→ **Work instructions**:
Send back every record word for word, with nothing missing.

→ **Records for the exercise**:
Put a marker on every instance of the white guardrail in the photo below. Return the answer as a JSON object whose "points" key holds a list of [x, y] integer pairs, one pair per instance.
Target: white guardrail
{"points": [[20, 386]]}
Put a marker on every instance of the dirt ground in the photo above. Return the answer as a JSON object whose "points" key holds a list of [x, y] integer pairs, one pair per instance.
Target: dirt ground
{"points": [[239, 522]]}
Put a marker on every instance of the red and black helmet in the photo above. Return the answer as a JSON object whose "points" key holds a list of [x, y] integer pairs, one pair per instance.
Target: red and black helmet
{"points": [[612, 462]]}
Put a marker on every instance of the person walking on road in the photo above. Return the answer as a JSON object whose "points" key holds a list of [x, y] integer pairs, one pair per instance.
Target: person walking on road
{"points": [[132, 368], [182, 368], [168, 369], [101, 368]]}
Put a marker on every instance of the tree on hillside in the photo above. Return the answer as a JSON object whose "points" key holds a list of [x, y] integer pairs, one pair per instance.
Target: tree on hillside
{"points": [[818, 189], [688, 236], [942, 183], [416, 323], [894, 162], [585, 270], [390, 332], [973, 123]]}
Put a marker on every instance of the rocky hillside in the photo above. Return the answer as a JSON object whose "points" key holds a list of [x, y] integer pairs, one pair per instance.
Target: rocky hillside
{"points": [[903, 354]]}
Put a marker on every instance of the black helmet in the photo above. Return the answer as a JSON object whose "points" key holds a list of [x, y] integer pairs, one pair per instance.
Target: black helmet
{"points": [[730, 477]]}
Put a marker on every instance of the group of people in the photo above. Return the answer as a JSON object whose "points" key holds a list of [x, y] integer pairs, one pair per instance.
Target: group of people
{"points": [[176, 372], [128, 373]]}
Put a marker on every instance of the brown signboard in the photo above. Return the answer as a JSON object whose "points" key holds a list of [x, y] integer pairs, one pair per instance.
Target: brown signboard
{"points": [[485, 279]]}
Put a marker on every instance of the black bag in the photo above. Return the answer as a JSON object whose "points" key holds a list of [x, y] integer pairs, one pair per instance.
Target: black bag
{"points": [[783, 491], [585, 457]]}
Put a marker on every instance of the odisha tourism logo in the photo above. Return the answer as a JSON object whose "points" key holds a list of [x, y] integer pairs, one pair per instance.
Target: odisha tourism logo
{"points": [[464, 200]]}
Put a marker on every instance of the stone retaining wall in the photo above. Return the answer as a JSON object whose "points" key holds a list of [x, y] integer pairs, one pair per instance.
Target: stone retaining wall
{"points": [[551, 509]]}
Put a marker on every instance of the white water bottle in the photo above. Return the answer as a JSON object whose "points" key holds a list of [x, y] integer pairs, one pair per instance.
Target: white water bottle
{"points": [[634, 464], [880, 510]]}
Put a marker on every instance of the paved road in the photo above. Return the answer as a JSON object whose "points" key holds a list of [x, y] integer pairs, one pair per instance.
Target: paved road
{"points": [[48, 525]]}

→ **Solution below**:
Put a marker on every instance of the white guardrail in the photo below. Return the answer as a JSON object whose "points" key holds a list of [x, y] integer pairs, one pair per instance.
Target: white guardrail
{"points": [[20, 386]]}
Put a marker on every instance of the dirt ground in the photo above. Return the answer as a JSON object whose "points" key holds a list of [x, y] integer pairs, one pair per instance.
Target: dirt ground
{"points": [[239, 522]]}
Put a marker on every instance of the red and black helmet in the photo above. Return the answer as a JSON object whose "points" key holds a list of [x, y] integer pairs, one pair per instance.
Target: red and black helmet
{"points": [[612, 462]]}
Put a marker on every instance of the person walking on road in the photo above. Return the answer as a JSON object whose "points" key holds a list of [x, y] integer pairs, one pair per instance.
Target: person walking on road
{"points": [[132, 368], [182, 368], [168, 369], [101, 368]]}
Put a marker on every instance of the tree on hillside in the photo above. Return the answer as a JSON object whose "points" key holds a list of [x, y] integer pairs, one pair per instance.
Target: tree on hillside
{"points": [[818, 189], [688, 236], [942, 183], [416, 323], [894, 162], [585, 270], [390, 332], [973, 123]]}
Put a marker on every instance of the rocky hillside in the photo above. Return the answer as a JSON object whose "points" key holds a list of [x, y] integer pairs, one pair per instance.
Target: rocky hillside
{"points": [[903, 354]]}
Put a marker on every instance of the black helmet in the photo above. Return the answer as a JSON object whose "points" key holds a list of [x, y] integer pairs, one pair per instance.
Target: black helmet
{"points": [[730, 477]]}
Put a marker on every instance of the group of people in the photo above. Return the answer as a JSON object whose "points" key holds a list of [x, y] integer pairs, one pair per instance.
Target: group of people
{"points": [[176, 372], [128, 373]]}
Put a marker on every instance of the brown signboard in the photo above. Return the answer as a JSON object whose "points" key holds a list of [x, y] integer pairs, one pair per instance.
Target: brown signboard
{"points": [[485, 279]]}
Put a marker on every instance of the black bag in the photo above. Return the answer as a JSON object whose "points" key holds a list of [x, y] integer pairs, one pair per instance.
Target: black bag
{"points": [[783, 491], [585, 457]]}
Put a marker on every instance of the odisha tourism logo in the photo above. Return the answer as a JSON object whose "points" key holds a list of [x, y] integer pairs, one pair per instance.
Target: odisha tourism logo
{"points": [[464, 200]]}
Put a marker on every instance of the stone retaining wall in the photo above. Return the answer as a JSON object whose "points" key holds a list of [x, y] integer pairs, one pair per instance.
Target: stone retaining wall
{"points": [[551, 509]]}
Put a marker on every instance of the white water bottle in the photo above. Return the answer as a JSON object whose "points" key holds a list of [x, y] integer pairs, one pair per instance.
Target: white water bottle
{"points": [[634, 464], [880, 510]]}
Put a marker on every instance of the paved road in the photo above. Return the answer as a JSON object whose "points" key holds a list of [x, y] integer pairs, one pair per instance.
Target: paved road
{"points": [[48, 525]]}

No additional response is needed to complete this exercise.